**What you have to do**
Take from the listing each line that has the string "ground".

**Records supplied**
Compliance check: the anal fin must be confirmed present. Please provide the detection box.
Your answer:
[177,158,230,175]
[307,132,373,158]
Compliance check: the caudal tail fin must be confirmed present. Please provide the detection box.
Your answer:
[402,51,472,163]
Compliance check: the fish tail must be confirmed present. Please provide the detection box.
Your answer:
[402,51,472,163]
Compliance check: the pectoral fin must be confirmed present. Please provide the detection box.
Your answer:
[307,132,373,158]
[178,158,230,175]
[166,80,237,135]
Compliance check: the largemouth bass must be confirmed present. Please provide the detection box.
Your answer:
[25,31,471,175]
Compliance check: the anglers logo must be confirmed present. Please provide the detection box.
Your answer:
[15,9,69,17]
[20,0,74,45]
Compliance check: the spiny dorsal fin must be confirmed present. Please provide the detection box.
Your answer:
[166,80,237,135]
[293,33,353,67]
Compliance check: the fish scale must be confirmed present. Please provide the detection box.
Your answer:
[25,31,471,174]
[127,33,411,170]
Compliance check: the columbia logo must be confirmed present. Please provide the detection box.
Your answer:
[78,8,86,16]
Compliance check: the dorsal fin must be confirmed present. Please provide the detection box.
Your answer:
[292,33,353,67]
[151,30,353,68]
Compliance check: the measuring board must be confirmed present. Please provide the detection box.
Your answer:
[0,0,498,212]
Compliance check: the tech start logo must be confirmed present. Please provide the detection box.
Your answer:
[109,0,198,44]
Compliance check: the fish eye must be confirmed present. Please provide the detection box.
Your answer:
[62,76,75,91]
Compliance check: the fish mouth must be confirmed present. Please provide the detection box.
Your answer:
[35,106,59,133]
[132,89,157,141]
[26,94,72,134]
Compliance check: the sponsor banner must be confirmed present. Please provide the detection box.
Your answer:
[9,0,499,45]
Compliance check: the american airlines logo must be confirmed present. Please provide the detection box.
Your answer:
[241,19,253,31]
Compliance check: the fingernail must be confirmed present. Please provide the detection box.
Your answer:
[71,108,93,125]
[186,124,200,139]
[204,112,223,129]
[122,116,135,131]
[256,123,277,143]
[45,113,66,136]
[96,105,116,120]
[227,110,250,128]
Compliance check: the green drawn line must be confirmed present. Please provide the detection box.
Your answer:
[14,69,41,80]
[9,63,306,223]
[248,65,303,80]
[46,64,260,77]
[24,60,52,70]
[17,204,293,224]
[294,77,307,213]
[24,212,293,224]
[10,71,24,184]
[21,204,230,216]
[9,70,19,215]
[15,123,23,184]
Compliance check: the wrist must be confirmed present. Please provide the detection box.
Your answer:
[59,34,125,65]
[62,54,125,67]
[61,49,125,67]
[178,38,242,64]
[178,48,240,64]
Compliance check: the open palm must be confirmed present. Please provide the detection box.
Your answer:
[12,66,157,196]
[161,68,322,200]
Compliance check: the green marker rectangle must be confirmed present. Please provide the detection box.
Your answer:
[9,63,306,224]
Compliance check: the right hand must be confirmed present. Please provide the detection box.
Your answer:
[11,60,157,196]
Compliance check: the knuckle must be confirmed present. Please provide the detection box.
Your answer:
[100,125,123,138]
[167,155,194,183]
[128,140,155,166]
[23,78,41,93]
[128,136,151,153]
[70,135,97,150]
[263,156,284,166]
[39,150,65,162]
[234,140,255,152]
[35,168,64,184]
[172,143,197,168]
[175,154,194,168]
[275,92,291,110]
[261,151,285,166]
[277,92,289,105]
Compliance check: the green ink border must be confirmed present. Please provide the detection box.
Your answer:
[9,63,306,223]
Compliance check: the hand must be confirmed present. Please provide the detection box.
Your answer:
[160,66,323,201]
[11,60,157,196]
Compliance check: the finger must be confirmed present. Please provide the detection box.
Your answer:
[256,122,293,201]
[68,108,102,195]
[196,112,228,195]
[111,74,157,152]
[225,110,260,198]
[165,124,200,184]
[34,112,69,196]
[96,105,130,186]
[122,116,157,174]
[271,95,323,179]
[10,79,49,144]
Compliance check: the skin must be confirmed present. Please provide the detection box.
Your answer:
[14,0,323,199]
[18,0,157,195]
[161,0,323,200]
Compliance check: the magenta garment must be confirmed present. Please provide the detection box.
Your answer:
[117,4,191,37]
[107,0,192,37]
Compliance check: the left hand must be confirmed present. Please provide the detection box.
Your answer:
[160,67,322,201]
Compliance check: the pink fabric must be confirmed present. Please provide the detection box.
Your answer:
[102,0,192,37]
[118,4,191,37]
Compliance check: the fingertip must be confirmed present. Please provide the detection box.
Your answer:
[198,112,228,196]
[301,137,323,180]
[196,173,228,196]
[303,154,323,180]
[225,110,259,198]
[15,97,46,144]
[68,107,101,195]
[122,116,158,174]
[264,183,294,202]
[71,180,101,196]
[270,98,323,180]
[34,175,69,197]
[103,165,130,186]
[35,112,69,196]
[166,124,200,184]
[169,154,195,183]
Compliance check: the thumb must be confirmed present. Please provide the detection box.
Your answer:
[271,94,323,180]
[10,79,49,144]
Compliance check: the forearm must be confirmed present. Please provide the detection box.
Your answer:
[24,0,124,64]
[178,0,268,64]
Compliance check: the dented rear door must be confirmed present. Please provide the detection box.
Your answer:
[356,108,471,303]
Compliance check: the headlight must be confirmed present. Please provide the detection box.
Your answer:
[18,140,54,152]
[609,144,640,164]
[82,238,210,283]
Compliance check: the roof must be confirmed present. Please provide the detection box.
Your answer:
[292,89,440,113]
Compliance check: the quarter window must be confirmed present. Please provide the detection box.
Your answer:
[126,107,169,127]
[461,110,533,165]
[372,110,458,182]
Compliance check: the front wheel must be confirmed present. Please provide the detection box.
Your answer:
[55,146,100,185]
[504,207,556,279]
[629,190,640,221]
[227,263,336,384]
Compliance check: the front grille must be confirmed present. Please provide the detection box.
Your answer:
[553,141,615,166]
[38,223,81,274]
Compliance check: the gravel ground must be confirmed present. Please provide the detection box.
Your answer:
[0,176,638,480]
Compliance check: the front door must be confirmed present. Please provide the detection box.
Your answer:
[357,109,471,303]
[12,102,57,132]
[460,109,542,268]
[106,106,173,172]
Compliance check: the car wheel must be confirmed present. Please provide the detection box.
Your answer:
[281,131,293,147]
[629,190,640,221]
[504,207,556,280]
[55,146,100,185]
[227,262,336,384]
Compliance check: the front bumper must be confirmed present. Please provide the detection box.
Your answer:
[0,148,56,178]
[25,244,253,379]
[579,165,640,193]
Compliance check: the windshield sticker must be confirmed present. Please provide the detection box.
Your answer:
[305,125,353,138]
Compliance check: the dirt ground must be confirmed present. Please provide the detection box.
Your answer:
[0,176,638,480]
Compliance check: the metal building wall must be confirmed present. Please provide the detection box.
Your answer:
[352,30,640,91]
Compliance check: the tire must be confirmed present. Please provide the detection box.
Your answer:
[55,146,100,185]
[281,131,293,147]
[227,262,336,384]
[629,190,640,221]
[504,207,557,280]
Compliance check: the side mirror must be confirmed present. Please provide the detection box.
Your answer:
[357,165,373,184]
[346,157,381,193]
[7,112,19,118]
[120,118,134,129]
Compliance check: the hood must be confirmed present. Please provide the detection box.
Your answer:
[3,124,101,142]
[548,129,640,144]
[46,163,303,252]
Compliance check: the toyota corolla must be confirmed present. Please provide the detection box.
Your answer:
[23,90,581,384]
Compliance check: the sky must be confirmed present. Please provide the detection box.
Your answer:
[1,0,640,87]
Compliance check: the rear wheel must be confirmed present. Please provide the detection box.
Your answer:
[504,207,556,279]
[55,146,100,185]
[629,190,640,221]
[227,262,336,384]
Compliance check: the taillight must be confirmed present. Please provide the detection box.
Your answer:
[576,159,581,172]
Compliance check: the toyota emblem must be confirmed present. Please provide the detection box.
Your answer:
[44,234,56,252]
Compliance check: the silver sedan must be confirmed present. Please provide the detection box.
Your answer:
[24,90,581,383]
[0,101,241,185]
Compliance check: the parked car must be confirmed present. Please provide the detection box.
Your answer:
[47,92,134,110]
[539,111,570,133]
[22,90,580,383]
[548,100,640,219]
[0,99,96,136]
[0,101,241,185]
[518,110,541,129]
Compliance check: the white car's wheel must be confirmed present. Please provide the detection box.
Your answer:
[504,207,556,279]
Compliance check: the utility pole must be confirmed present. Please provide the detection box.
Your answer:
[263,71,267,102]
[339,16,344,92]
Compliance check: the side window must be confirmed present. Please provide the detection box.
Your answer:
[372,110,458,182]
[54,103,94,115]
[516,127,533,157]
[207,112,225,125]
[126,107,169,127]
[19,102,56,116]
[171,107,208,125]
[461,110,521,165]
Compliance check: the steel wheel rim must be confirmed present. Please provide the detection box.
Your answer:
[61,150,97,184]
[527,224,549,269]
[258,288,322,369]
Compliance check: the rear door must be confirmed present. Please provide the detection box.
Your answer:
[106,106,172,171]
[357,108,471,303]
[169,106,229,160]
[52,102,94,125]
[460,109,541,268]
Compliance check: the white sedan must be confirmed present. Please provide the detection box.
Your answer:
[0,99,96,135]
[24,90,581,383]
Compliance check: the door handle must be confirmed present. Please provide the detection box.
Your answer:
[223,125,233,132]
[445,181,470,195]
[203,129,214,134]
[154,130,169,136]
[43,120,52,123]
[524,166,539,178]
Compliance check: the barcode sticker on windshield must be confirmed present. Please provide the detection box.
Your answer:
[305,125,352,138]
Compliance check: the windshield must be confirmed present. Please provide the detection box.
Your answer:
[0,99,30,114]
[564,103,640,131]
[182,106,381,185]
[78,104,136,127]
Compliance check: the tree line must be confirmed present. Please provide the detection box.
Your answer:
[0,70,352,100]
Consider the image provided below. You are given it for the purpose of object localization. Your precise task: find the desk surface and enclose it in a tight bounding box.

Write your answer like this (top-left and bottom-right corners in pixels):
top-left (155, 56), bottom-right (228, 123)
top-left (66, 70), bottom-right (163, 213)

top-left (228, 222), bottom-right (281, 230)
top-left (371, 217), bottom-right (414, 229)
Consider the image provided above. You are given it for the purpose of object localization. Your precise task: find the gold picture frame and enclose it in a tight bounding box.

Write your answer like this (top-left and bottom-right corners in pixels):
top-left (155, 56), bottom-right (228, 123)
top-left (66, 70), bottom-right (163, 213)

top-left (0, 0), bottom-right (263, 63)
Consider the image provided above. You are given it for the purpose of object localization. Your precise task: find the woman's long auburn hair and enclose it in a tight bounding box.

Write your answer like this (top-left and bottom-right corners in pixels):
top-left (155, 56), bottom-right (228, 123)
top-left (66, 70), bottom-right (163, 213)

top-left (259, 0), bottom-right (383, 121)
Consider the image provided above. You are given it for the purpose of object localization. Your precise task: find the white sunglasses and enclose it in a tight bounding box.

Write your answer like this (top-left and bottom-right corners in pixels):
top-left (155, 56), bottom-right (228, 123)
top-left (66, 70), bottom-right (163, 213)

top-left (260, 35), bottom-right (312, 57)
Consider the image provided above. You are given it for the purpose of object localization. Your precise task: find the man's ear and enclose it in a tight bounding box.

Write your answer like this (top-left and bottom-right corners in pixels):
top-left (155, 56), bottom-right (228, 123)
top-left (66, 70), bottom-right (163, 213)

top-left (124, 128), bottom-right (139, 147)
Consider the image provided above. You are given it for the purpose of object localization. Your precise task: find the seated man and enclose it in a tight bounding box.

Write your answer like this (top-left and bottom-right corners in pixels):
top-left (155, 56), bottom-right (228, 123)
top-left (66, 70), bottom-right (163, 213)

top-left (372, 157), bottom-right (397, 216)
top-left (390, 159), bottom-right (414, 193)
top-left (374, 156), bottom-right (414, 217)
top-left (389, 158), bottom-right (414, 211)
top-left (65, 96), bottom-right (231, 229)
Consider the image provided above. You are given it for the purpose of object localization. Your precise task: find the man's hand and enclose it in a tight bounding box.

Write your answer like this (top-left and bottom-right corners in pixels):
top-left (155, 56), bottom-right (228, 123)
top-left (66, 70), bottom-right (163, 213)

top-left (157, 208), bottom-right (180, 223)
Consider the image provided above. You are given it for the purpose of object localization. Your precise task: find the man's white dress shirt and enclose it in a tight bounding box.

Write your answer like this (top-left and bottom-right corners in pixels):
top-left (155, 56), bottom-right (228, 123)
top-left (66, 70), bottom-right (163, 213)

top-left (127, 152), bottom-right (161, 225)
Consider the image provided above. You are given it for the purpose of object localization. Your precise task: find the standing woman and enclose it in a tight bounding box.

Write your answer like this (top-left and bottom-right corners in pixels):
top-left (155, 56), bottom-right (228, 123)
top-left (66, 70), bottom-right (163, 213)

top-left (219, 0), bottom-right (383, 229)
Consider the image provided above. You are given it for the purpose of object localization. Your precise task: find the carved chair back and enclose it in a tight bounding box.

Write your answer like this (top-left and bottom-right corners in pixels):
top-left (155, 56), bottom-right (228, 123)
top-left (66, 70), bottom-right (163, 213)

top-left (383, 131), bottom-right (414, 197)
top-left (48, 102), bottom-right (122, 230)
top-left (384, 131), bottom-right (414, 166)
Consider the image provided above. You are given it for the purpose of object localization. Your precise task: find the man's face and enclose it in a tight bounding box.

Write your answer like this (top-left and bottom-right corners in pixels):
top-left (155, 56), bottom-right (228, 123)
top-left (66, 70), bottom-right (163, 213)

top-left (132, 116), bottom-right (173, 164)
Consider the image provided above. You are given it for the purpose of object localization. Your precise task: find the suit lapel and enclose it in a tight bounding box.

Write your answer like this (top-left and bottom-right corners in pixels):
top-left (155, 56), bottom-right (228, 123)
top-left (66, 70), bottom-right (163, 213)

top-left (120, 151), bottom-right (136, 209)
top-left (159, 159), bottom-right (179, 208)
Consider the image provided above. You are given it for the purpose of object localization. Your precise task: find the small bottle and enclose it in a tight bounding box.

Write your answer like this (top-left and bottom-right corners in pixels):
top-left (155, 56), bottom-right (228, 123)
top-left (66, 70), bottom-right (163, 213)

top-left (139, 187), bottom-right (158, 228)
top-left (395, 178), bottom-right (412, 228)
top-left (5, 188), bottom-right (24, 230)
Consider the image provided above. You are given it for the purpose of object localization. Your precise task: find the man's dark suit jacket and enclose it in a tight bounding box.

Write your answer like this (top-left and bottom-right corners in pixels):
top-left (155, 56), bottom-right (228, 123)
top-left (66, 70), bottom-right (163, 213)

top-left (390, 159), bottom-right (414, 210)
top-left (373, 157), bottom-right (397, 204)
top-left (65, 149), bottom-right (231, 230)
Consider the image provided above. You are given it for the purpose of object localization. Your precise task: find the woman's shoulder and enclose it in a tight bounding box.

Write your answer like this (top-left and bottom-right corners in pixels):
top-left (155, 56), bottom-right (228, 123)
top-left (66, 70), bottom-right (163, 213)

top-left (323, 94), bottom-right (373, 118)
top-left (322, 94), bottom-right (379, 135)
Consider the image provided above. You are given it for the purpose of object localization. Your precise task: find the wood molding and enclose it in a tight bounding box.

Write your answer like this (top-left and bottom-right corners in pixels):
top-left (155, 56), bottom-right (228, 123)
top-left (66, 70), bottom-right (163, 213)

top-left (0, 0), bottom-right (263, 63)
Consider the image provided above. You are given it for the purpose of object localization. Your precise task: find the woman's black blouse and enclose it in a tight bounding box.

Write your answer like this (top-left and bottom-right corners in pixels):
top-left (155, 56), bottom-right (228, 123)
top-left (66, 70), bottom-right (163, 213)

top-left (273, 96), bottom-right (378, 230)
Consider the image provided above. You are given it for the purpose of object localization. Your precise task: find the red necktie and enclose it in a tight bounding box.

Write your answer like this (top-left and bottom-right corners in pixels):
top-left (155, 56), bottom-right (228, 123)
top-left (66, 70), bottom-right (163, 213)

**Response**
Compliance check: the gravel ground must be confirmed present. Please provide the detection box.
Compliance check: the dirt ground must be confirmed present. Please provide the detection box.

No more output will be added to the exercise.